Work item:
Please copy every line of the records below that holds the word "pole".

Materials provided below:

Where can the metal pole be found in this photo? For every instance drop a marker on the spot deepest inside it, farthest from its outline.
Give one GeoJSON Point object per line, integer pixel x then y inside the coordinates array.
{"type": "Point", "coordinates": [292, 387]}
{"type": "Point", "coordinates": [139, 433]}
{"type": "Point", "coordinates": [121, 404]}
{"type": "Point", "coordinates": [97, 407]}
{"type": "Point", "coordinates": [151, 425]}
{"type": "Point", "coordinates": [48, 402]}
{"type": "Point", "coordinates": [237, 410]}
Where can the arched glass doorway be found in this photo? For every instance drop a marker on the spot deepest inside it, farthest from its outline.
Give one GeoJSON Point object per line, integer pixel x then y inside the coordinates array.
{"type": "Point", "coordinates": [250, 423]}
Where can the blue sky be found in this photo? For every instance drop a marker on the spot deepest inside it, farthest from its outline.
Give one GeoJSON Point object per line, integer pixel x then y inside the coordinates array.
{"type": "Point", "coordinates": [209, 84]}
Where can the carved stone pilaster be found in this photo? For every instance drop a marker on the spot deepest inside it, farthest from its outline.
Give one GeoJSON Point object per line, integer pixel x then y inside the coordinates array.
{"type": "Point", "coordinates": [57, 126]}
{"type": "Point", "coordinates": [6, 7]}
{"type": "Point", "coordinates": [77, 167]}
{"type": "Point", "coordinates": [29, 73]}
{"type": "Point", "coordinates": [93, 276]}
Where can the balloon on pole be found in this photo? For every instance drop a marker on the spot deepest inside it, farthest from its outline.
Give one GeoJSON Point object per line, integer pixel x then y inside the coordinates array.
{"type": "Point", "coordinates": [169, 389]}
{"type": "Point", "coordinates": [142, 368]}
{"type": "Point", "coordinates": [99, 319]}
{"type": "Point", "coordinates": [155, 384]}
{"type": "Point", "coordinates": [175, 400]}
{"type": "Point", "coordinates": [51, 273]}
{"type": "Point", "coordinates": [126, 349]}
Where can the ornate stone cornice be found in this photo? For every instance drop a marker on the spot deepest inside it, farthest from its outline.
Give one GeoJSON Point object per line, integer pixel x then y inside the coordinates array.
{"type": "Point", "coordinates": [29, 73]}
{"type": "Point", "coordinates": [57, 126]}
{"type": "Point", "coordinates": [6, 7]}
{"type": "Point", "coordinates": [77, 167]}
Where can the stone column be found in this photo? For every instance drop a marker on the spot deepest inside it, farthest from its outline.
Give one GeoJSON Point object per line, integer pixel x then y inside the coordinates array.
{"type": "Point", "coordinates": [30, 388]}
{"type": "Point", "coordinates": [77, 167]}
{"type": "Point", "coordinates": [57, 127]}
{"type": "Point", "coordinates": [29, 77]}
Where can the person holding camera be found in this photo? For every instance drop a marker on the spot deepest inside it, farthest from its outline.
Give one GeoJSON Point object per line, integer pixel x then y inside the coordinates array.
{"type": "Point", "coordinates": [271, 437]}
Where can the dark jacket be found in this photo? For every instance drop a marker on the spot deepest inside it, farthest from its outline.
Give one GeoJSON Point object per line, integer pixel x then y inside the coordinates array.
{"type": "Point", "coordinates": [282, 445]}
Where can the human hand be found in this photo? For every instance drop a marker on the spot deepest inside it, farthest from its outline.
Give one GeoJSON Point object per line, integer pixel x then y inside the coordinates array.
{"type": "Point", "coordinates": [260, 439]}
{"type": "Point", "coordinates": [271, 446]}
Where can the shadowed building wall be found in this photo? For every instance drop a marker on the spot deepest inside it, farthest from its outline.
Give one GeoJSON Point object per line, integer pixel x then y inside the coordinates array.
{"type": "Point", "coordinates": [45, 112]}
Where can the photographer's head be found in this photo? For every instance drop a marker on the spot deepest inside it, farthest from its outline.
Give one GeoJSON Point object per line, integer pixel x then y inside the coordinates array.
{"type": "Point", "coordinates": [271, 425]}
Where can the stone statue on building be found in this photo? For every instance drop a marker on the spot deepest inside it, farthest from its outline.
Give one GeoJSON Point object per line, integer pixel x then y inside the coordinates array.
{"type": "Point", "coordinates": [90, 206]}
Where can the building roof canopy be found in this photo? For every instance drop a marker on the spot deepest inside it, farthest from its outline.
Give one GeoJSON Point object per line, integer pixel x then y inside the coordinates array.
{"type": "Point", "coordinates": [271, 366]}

End of Materials provided.

Output of the exercise:
Where can the metal pole be found in this photo? For every instance drop a marker on the spot deepest inside it, farthest from its outline.
Where can the balloon on pole be found in this photo? For every instance drop a marker on the spot deepest inside it, farthest from its outline.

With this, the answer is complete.